-- Begin Listed entries --

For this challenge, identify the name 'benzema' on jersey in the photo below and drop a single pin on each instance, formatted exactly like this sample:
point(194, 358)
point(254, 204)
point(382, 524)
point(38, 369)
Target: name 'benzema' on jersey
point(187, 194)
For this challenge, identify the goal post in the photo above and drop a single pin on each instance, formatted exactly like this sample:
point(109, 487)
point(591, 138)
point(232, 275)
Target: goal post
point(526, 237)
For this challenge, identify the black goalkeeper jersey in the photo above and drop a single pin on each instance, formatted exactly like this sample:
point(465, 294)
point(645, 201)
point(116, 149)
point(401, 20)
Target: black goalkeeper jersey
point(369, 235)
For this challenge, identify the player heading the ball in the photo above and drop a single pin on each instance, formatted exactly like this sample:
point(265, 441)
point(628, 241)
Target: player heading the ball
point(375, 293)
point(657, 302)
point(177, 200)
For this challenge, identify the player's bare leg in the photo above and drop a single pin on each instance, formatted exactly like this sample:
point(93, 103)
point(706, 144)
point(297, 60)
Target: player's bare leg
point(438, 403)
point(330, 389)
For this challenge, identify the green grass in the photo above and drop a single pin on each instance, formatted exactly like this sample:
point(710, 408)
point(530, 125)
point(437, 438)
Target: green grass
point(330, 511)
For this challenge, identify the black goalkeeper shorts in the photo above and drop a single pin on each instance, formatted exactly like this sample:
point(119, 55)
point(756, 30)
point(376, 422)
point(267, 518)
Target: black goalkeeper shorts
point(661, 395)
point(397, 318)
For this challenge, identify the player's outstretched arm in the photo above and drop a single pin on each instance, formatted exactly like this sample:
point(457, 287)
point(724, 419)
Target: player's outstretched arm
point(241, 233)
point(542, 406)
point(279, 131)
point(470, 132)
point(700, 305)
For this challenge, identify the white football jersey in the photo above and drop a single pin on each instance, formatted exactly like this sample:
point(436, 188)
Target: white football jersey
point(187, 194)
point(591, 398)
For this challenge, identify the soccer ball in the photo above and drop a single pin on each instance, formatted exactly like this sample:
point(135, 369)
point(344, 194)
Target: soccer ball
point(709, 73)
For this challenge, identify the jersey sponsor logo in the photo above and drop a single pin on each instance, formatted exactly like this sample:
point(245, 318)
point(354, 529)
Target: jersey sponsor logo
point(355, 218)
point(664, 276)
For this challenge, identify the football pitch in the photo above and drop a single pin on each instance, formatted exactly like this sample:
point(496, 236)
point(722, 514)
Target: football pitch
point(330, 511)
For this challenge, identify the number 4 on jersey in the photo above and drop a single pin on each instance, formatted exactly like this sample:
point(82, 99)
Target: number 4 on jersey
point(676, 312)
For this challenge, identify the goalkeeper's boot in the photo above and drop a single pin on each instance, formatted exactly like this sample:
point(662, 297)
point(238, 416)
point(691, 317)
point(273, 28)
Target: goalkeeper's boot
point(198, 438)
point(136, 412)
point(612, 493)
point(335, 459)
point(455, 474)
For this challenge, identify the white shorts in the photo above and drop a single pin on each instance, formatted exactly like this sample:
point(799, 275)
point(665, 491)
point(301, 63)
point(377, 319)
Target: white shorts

-- End Listed entries --

• **Stated problem**
Rewrite the material from its first line up to and including the line with "point(330, 389)", keeping the requests as they are, but multiply every answer coordinate by 1.65 and round it to a whole number, with halves rounded up. Leave the numbers in the requests and their format samples unchanged.

• **Full output**
For this challenge, identify the name 'benzema' on jersey in the photo below and drop a single pin on each instance, formatted exactly like this sample:
point(194, 358)
point(254, 204)
point(382, 524)
point(38, 369)
Target: name 'benzema' on jersey
point(309, 320)
For this challenge, identify the goal post in the photo above and drop a single pin on each instance, formatted exactly like this sample:
point(109, 487)
point(591, 138)
point(232, 275)
Target: goal post
point(868, 391)
For this challenge, identify the black goalkeeper jersey in the photo above and drop a single pin on each instance, formatted exactly like this sample:
point(465, 294)
point(645, 201)
point(116, 149)
point(401, 20)
Target: black goalkeeper jersey
point(609, 388)
For this challenge, identify the player heading the ball in the photo above and drop a single pin on each instance, formatted exactly like this sample:
point(265, 441)
point(628, 241)
Target: player heading the ball
point(619, 483)
point(1084, 498)
point(292, 330)
For this challenge, identify the player's bare leg in the photo above and drop a single pin on each instance, formatted exactly like this sample:
point(93, 103)
point(706, 144)
point(297, 60)
Target: player's bare leg
point(723, 665)
point(545, 642)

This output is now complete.